_ЦИТИРУЕМЫЙ ТЕКСТ_
>>>
289 Надя Герасимова 10-26 12 1973
Книга-фотохроника: «Легендарный БПК-СКР «Свирепый» ДКБ ВМФ 1970-1974 гг.».
Глава 289. Балтийское море. ВМБ «Балтийск». БПК «Свирепый». Мир и мы. Предновогодние письма. Надя Герасимова. 10-26.12.1973 г.
Фотоиллюстрация из домашнего альбома автора: Фото Нади Герасимовой с выпускной фотографии 10 "А" класса Суворовской средней школы №1. Июнь 1970 года.
В предыдущем:
Сашка Свиридов имел независимый и самолюбивый характер и желание, огромное желание «быть, а не казаться», быть уважаемым человеком, сильным, мужественным, обеспеченным, уверенным в себе и в жизни. Об этом «говорит» его характерная огромная и витиеватая подпись…
Очень досадно и обидно, что в период учёбы в школе, особенно в 10 классе, я не так активно, как хотел и мог, влиял на судьбы, характеры и поведение некоторых моих школьных друзей, товарищей и подруг.
Особенно я корю себя за то, что постеснялся лучше и сильнее подружиться с одной девочкой, девушкой, подружкой – Надей Герасимовой…
Надя Герасимова вместе со своей подругой Валей Яркиной занимали места на парте перед партой, за которой сидели мы со Славкой Юнициным. Они были и нашим прикрытием от взглядов учителей, и нашими школьными подружками, и объектами для наших шалостей, розыгрышей и приставаний.
Мы со Славкой были для Нади Герасимовой и Вали Яркиной объектами для девчачьих насмешек, обид, обращений за помощью в уроках и вообще, - «мужским» дополнением к их девичеству.
<<<
_ЗАПИСИ ДАННЫХ_
>>>
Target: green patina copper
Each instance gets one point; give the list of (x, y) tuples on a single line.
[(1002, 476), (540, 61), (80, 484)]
<<<
>>>
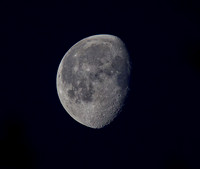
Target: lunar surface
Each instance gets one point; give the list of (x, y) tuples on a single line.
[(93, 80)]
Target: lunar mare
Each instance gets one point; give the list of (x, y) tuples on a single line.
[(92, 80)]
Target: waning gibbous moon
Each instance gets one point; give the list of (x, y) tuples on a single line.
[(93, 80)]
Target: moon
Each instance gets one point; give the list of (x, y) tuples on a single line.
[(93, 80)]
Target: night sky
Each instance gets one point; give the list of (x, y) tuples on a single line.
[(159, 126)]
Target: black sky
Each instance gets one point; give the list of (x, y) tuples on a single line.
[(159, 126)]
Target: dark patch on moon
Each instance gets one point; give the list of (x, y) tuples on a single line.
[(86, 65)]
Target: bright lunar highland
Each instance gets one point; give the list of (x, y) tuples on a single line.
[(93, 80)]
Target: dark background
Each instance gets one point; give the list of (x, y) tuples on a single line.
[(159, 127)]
<<<
>>>
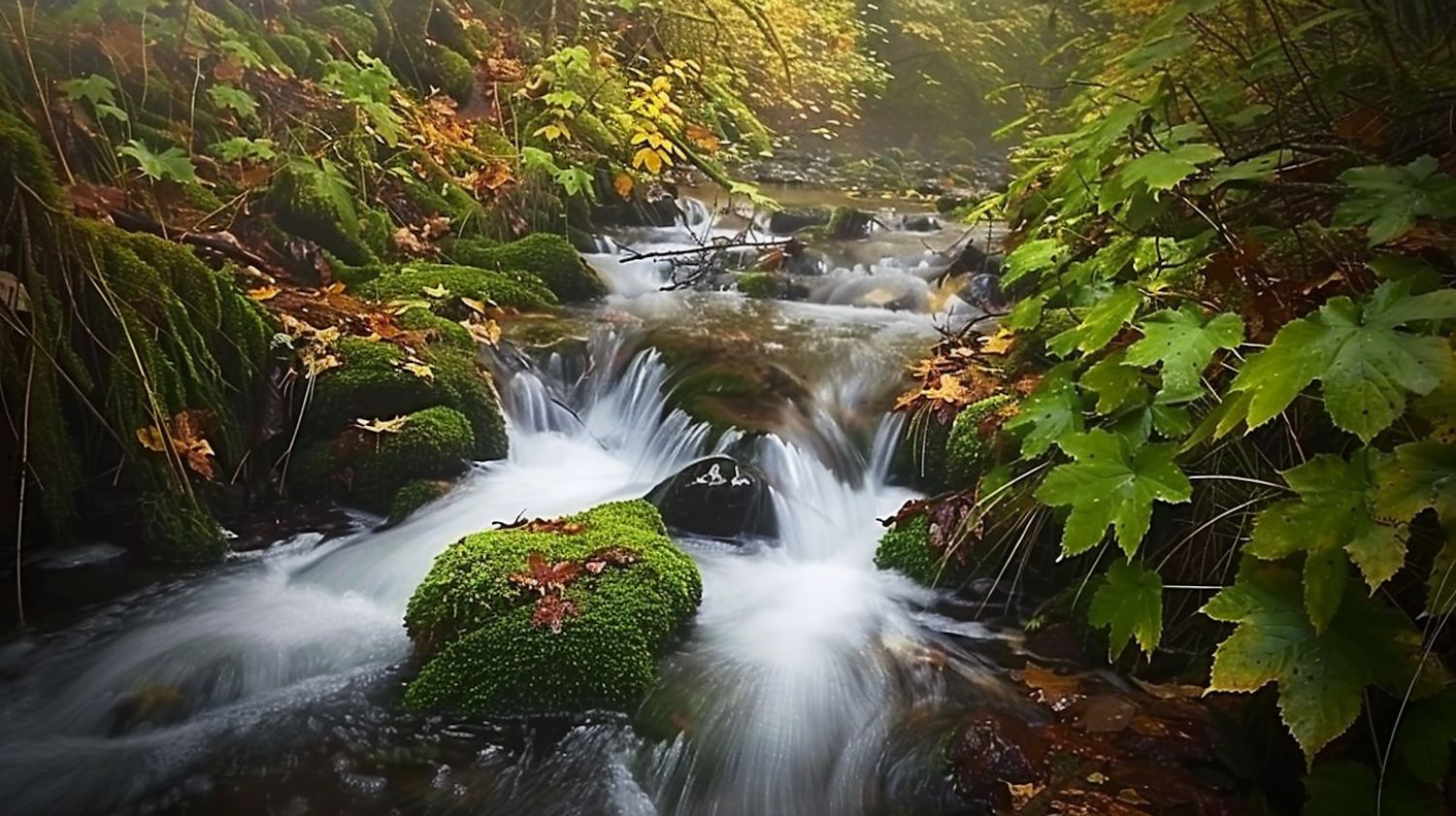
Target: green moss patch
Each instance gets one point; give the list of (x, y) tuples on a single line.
<<<
_ЗАДАЧИ И ЗАДАНИЯ_
• A. Назовите по тексту о Наде Герасимовой подругу, вместе с которой она занимала место за партой.
• B. Выпишите из текста о Наде Герасимовой отрывок между словами «Особенно я корю» и «розыгрышей и приставаний.», включая их.

_ОТВЕТЫ К ЗАДАНИЯМ_
• A. Валя Яркина.

• B.
Особенно я корю себя за то, что постеснялся лучше и сильнее подружиться с одной девочкой, девушкой, подружкой – Надей Герасимовой…
Надя Герасимова вместе со своей подругой Валей Яркиной занимали места на парте перед партой, за которой сидели мы со Славкой Юнициным. Они были и нашим прикрытием от взглядов учителей, и нашими школьными подружками, и объектами для наших шалостей, розыгрышей и приставаний.